* [Records from a data collection]

────────────────────────────────────────

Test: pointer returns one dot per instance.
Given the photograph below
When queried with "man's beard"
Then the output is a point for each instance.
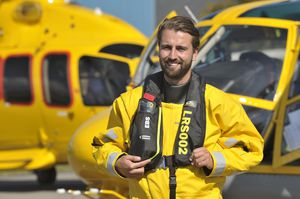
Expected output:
(179, 73)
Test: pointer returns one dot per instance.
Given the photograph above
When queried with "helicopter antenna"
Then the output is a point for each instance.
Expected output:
(189, 11)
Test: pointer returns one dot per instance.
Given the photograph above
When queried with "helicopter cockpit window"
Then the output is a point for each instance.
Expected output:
(102, 80)
(124, 50)
(55, 80)
(243, 59)
(17, 88)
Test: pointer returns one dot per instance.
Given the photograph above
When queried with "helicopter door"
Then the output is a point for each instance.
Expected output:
(287, 142)
(76, 87)
(18, 102)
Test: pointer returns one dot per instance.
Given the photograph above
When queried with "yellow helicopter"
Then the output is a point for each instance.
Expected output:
(60, 64)
(250, 51)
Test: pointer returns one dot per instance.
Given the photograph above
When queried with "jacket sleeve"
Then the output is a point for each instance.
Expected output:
(111, 144)
(239, 146)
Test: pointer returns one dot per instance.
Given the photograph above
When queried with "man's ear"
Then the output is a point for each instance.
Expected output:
(195, 53)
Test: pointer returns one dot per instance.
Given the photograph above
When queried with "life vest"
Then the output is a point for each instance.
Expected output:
(147, 128)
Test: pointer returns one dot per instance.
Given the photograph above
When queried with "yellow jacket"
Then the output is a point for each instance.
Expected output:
(229, 132)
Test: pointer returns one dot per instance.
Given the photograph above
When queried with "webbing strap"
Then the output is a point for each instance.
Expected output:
(169, 162)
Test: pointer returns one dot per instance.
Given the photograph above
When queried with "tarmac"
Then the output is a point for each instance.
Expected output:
(23, 185)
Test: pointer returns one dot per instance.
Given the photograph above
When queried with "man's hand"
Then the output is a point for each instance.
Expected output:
(202, 158)
(131, 166)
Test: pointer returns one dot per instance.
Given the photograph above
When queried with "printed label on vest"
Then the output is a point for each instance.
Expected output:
(183, 135)
(147, 122)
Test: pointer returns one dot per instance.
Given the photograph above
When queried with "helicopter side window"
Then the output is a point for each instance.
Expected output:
(295, 84)
(102, 80)
(55, 80)
(124, 50)
(17, 84)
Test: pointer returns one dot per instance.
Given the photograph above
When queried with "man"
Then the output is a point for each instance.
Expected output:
(177, 137)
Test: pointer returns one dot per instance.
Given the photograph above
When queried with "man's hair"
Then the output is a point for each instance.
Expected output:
(180, 23)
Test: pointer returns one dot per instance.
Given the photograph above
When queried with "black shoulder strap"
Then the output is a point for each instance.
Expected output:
(191, 131)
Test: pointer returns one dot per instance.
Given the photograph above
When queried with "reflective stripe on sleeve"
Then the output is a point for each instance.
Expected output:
(111, 134)
(230, 142)
(220, 163)
(110, 163)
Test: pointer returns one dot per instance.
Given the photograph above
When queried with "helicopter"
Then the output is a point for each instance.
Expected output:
(60, 64)
(250, 51)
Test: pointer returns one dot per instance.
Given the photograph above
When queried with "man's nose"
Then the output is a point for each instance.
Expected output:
(173, 53)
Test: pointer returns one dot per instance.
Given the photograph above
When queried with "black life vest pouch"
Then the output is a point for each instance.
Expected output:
(146, 128)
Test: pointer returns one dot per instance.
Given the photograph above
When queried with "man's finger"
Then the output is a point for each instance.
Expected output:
(133, 158)
(142, 163)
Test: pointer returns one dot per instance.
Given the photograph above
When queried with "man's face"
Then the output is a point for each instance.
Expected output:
(176, 54)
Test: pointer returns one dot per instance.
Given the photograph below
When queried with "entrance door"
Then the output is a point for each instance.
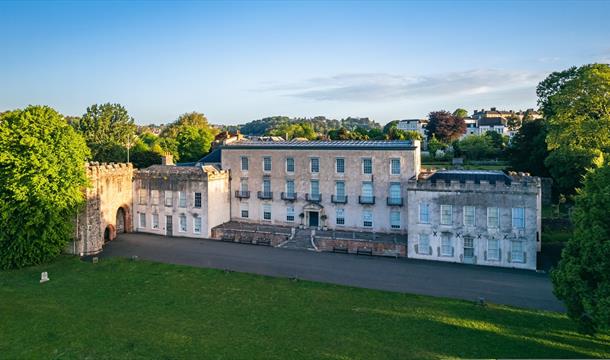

────────────────────────────────────────

* [Task objective]
Reproduce every line above word for word; no images.

* [Solution to this exercise]
Test: pointer returns one dot per instance.
Given the photograph below
When queried with "man's beard"
Then the output is a point for each instance.
Expected output:
(179, 73)
Test: pointer returns one dot per instance.
Given the photograph above
When queried with "helicopter antenna"
Then the output is a point for each instance.
Expected output:
(189, 11)
Test: pointer returns one dot per instance.
Given the photograph above
When queried with "helicopter cockpit window"
Then the output is a point for each instance.
Expected output:
(102, 80)
(124, 50)
(55, 80)
(243, 59)
(17, 88)
Test: pointer returns one dot per instance.
Given the photograph above
When queried with "helicopter door"
Then the output is a point for each instance.
Expected output:
(287, 142)
(76, 87)
(18, 102)
Test: pointer returns one dot per instance.
Given the photograph above
When queried with "yellow helicopter"
Then the output is a point for each instance.
Expected output:
(60, 64)
(250, 51)
Test: pointer returns one dot per instance.
Given the photograph above
When queried with "jacket sleeve"
Then the output is a point for each instance.
Expected output:
(111, 144)
(239, 146)
Test: pointer returns one dot per instance.
Given the photograph above
When queried with "man's ear"
Then the output is a point for each instance.
Expected output:
(195, 53)
Test: pointer returns one dot per instance.
Given the photograph above
When queried with "life vest"
Then the output is a point for each instance.
Expected output:
(147, 128)
Test: pointer returns one dot per instance.
Given the photograph above
When queried with "yellow jacket"
Then the output is a point for each instance.
Expected output:
(229, 132)
Test: pointer returns one dot per instance.
Given the photograph above
When queried with "webbing strap"
Then the output is a point for each instance.
Expected output:
(169, 162)
Test: pointer returns one dot per instance.
Given the photograph above
When queried with "tarmac"
Then the output is a point for each instance.
Expected output:
(23, 185)
Test: pointer returns one dot per instance.
Given the photograph above
When queried with "man's hand"
Then the output is a point for each instance.
Expected output:
(202, 158)
(131, 166)
Test: pointer returns one dot per instance.
Given the photograph above
When queried with "printed label on vest"
Then the output is a point for each instance.
Expected output:
(183, 135)
(147, 122)
Test: pointer returns one dot per instance.
Given the photograph above
When queried with "helicopter side window"
Then the output is a point for each instance.
Expected output:
(295, 84)
(102, 80)
(55, 80)
(124, 50)
(17, 84)
Test: pointer returns one dot per instance.
Given the photograph above
When queried with "man"
Then the output is a point for each instance.
Expected output:
(177, 137)
Test: pointer returns one dot per instance.
Given the photograph above
When queried with "man's hair"
Then the output is a point for each instance.
Expected output:
(180, 23)
Test: pointer returns one dot per instance.
Given the photograph above
When queried with "black shoulder strap"
Then the output is a point for each instance.
Expected output:
(191, 131)
Test: pointer returns one dot per instance.
Given the photograph above
When queried with "reflective stripe on sleeve"
Then the output is a point for each instance.
Expected output:
(111, 134)
(230, 142)
(220, 163)
(110, 163)
Test: pointer returns one dot per instance.
Given the photograph above
When queried with "helicopter"
Then the output is a point for each instance.
Expected output:
(60, 64)
(250, 51)
Test: pointer returns one dot per instance.
Given the photograph above
When queried with "man's nose"
Then the output is a point for each instance.
Expected output:
(173, 53)
Test: pointer returns one dot per instance.
Given the photograph above
When queried with "black life vest pouch"
Then the output is a point for each instance.
Expected output:
(146, 128)
Test: pointer returns one dot per instance.
Given the photograph above
When queried with "man's finger"
Then the output is a point for each instance.
Expected output:
(133, 158)
(142, 163)
Test: pointer returns one dot per instance.
Given the photograph above
When queried with "man's face"
Then the output is a point for each instance.
Expected output:
(176, 54)
Test: pointer returns one dot per instance.
Given the photograph below
When queried with "entrance door"
Then the output is a point for each instance.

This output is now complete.